--- START Information given ---

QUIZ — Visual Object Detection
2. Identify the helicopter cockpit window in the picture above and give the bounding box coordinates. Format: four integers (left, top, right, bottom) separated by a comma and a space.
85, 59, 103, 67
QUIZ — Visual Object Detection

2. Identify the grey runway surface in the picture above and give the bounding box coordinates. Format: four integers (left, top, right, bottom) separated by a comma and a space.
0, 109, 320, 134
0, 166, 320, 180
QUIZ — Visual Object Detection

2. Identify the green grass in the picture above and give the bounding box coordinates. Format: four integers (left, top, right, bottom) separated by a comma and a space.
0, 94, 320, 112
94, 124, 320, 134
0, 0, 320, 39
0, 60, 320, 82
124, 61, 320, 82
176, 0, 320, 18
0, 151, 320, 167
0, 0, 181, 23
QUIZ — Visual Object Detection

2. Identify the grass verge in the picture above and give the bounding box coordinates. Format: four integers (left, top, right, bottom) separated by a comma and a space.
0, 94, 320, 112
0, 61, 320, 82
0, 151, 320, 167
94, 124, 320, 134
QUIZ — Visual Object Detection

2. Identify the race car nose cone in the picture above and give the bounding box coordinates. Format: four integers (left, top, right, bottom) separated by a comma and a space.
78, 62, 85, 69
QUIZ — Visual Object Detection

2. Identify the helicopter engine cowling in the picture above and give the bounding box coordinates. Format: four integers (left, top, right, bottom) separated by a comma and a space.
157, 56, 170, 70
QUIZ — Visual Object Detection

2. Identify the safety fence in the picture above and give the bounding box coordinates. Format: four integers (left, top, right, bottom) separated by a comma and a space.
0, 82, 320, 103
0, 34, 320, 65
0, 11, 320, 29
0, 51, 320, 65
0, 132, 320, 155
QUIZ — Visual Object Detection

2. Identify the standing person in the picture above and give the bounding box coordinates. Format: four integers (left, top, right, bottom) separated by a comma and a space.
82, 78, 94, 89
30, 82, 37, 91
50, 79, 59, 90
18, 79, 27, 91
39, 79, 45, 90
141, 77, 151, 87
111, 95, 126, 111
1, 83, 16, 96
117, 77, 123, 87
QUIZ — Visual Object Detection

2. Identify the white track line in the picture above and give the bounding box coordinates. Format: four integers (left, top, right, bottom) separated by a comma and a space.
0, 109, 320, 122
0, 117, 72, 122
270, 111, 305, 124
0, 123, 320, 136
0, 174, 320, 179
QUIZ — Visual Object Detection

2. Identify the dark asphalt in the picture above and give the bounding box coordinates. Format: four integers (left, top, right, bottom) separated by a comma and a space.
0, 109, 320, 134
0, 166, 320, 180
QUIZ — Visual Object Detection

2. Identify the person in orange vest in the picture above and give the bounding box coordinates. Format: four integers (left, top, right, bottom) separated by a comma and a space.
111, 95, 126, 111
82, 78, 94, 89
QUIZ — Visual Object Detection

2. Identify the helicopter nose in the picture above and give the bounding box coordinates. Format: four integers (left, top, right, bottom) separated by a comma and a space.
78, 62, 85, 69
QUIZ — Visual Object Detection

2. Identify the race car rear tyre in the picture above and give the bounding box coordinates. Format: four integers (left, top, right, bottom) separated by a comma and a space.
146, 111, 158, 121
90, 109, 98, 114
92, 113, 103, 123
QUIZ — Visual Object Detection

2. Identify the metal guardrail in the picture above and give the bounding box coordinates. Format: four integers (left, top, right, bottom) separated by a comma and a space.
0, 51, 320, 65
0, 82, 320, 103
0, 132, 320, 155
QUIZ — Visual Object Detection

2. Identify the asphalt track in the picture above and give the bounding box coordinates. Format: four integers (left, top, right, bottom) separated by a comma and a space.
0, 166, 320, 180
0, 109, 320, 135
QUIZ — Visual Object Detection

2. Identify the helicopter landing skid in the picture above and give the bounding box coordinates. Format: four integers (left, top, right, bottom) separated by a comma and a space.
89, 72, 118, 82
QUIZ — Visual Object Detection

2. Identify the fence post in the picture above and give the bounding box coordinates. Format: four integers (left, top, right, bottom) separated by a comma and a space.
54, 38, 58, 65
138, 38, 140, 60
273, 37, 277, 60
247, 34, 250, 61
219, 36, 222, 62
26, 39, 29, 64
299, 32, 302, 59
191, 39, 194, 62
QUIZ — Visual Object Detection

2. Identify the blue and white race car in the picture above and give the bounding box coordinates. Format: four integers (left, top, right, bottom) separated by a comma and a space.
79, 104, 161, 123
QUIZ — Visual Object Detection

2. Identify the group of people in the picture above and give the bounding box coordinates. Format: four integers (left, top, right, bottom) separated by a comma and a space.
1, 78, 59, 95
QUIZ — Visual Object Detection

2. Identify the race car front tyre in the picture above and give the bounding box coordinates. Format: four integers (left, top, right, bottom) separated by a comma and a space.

--- END Information given ---

> _Exercise goal_
Display each line of the items above that contains the string "asphalt". Matching is case-sensitive.

> _Result of this task_
2. Identify the dark asphalt in the picture above and give the bounding box coordinates. Format: four integers (left, top, right, bottom) separated by a comma and a space.
2. Identify the asphalt track in the picture above and give the bounding box coordinates. Format: four integers (left, top, right, bottom) separated by a comma and a space.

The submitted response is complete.